▶ _Available records_:
-- BEGIN --

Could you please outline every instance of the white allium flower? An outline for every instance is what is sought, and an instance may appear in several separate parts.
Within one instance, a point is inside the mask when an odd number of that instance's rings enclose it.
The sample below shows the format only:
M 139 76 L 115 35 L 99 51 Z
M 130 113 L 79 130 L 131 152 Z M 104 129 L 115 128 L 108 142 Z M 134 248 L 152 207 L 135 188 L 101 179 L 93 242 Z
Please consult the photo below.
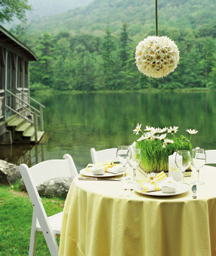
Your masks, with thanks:
M 177 67 L 179 50 L 174 41 L 166 36 L 148 36 L 137 45 L 135 59 L 141 73 L 160 78 L 168 75 Z
M 167 143 L 166 142 L 163 142 L 163 148 L 166 148 L 166 145 L 167 145 Z
M 144 137 L 144 136 L 142 135 L 139 139 L 138 139 L 138 142 L 141 142 L 141 141 L 143 141 L 143 140 L 145 140 L 145 137 Z
M 186 132 L 187 132 L 189 134 L 196 134 L 198 133 L 195 129 L 191 130 L 191 129 L 187 129 Z
M 173 126 L 173 127 L 170 126 L 169 128 L 168 128 L 167 132 L 169 133 L 175 133 L 178 132 L 178 126 Z
M 141 131 L 141 124 L 138 124 L 138 123 L 137 123 L 137 125 L 136 125 L 136 126 L 135 126 L 135 129 L 132 130 L 132 131 L 133 131 L 133 133 L 135 133 L 135 135 L 138 135 L 138 133 L 139 133 L 139 131 Z
M 164 127 L 164 128 L 163 128 L 163 129 L 160 129 L 160 130 L 159 130 L 159 133 L 166 133 L 166 132 L 167 131 L 167 130 L 168 130 L 167 127 Z
M 154 136 L 152 132 L 145 133 L 145 139 L 154 139 Z
M 164 142 L 166 142 L 166 144 L 172 144 L 174 143 L 174 141 L 172 139 L 165 139 Z
M 154 172 L 150 172 L 147 175 L 148 181 L 150 182 L 156 181 L 155 177 L 156 177 L 156 173 Z
M 161 134 L 160 136 L 157 136 L 157 139 L 160 139 L 160 140 L 163 140 L 166 137 L 166 133 L 163 133 L 163 134 Z
M 155 130 L 154 127 L 151 127 L 151 126 L 146 126 L 145 130 L 147 131 L 147 132 L 152 132 Z
M 174 141 L 172 139 L 165 139 L 163 142 L 163 148 L 166 148 L 166 146 L 168 144 L 172 144 L 172 143 L 174 143 Z

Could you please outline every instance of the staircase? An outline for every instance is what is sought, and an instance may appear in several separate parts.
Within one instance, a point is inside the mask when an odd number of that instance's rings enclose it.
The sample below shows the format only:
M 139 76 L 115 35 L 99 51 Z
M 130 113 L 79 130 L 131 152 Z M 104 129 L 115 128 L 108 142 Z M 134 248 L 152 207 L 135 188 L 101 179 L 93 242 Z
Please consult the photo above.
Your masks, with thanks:
M 29 120 L 32 116 L 27 117 Z M 7 120 L 7 130 L 11 132 L 12 141 L 14 144 L 35 144 L 41 140 L 44 132 L 37 131 L 37 142 L 35 139 L 35 130 L 30 121 L 14 114 Z
M 12 100 L 16 102 L 15 108 L 5 105 L 6 109 L 13 114 L 5 121 L 7 132 L 9 133 L 8 137 L 12 138 L 10 141 L 13 144 L 39 143 L 44 133 L 43 120 L 44 106 L 21 90 L 17 90 L 17 93 L 14 94 L 6 90 L 6 93 L 11 95 Z M 39 109 L 30 105 L 30 101 L 34 102 L 34 105 Z

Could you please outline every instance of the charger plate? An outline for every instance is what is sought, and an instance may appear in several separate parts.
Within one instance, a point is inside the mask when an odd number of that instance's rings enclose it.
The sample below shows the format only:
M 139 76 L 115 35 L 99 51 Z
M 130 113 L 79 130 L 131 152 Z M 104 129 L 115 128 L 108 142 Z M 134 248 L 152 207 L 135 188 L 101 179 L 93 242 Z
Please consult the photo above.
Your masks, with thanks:
M 175 193 L 163 193 L 162 190 L 159 191 L 152 191 L 152 192 L 143 192 L 141 189 L 138 188 L 138 186 L 135 186 L 134 190 L 135 192 L 141 194 L 143 195 L 147 196 L 154 196 L 154 197 L 171 197 L 171 196 L 177 196 L 181 194 L 184 194 L 187 192 L 190 188 L 190 185 L 184 183 L 184 182 L 178 182 L 176 188 L 175 188 Z
M 89 167 L 89 169 L 91 170 L 92 167 Z M 105 172 L 105 174 L 103 175 L 94 175 L 93 172 L 88 172 L 85 168 L 82 169 L 80 171 L 80 173 L 84 176 L 88 176 L 88 177 L 96 177 L 96 178 L 108 178 L 108 177 L 114 177 L 114 176 L 118 176 L 123 174 L 123 172 L 119 172 L 119 173 L 111 173 L 111 172 Z

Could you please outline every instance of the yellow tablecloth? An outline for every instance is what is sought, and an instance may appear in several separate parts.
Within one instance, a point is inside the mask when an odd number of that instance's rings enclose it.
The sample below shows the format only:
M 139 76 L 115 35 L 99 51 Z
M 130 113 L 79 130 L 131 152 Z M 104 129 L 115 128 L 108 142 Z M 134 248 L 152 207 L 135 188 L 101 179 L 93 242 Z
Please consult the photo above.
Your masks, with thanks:
M 64 208 L 59 256 L 215 256 L 216 168 L 205 166 L 192 192 L 156 197 L 121 182 L 78 181 Z M 190 178 L 185 178 L 190 182 Z

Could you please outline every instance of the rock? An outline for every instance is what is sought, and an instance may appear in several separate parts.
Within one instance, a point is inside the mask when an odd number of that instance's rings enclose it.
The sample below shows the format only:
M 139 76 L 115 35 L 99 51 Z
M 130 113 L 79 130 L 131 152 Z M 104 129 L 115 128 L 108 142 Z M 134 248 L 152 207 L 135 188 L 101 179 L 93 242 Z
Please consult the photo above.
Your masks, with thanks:
M 21 174 L 19 166 L 0 160 L 0 185 L 11 185 L 20 179 Z M 58 178 L 43 182 L 37 187 L 38 193 L 44 197 L 66 197 L 72 178 Z M 20 181 L 20 187 L 26 191 L 23 179 Z
M 38 191 L 40 196 L 42 197 L 65 198 L 72 181 L 72 178 L 52 178 L 37 186 Z M 23 179 L 20 181 L 20 187 L 22 189 L 26 190 Z
M 19 166 L 0 160 L 0 184 L 11 185 L 20 178 Z
M 52 178 L 38 186 L 38 191 L 41 196 L 44 197 L 61 197 L 65 198 L 72 181 L 72 178 Z

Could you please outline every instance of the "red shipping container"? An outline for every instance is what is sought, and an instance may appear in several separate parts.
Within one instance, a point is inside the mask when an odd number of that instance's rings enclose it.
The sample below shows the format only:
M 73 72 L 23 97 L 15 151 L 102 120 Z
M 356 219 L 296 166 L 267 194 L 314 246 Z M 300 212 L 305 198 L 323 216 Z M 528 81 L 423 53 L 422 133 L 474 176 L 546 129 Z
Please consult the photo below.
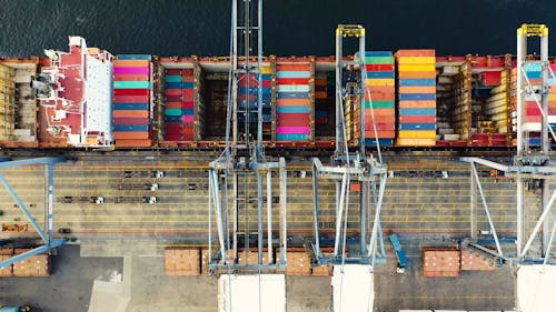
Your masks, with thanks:
M 181 81 L 183 82 L 193 82 L 195 81 L 195 77 L 192 76 L 185 76 L 181 78 Z
M 435 123 L 436 115 L 400 115 L 400 123 Z
M 179 134 L 181 133 L 181 123 L 179 122 L 167 122 L 166 123 L 167 134 Z
M 149 95 L 115 95 L 115 103 L 147 103 Z
M 166 95 L 166 102 L 180 102 L 181 95 Z
M 396 130 L 377 130 L 377 138 L 395 138 Z M 375 131 L 365 131 L 365 138 L 375 138 Z
M 396 52 L 396 57 L 434 57 L 433 49 L 403 49 Z
M 278 78 L 278 84 L 309 84 L 309 78 Z
M 181 133 L 185 135 L 193 135 L 193 128 L 183 128 Z
M 193 76 L 193 69 L 192 68 L 182 68 L 181 76 L 183 76 L 183 77 Z
M 149 81 L 148 74 L 115 74 L 113 81 Z
M 113 124 L 149 124 L 148 118 L 115 118 Z
M 112 132 L 113 139 L 119 140 L 146 140 L 149 139 L 149 132 L 139 131 L 115 131 Z M 118 144 L 118 142 L 116 142 Z
M 149 111 L 113 110 L 113 118 L 149 118 Z
M 149 95 L 149 89 L 113 89 L 115 95 Z
M 526 115 L 540 115 L 540 110 L 538 108 L 525 110 Z
M 310 123 L 309 113 L 279 113 L 279 127 L 306 127 Z
M 166 89 L 166 95 L 181 95 L 181 89 Z
M 181 109 L 181 102 L 166 102 L 166 109 Z
M 394 64 L 366 64 L 367 71 L 394 71 Z
M 276 71 L 309 71 L 311 66 L 308 63 L 280 64 L 276 66 Z
M 166 70 L 166 74 L 168 74 L 168 76 L 178 76 L 178 74 L 181 74 L 181 71 L 182 71 L 182 69 L 170 68 L 170 69 Z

-- END --

▶ _Brief_: Copy word for word every line from the start of the entries through the line containing "M 177 67 L 179", including that line, and leave the picture out.

▶ _Written answer_:
Could you please outline every instance of the white allium flower? An outline for every instance is what is sought, and an instance may appear in several separate parts.
Within one instance, a point is inside the mask when an odd number of that instance's rings enclose it.
The sample below shows the format only:
M 139 76 L 115 35 L 99 51 Z
M 130 113 L 79 130 L 131 152 Z M 104 129 L 115 128 L 108 142 Z M 134 248 L 152 207 L 135 188 L 101 179 L 93 242 Z
Please consult the photo below.
Your masks, with thanks:
M 177 67 L 179 50 L 174 41 L 166 36 L 148 36 L 137 45 L 135 59 L 141 73 L 160 78 L 168 75 Z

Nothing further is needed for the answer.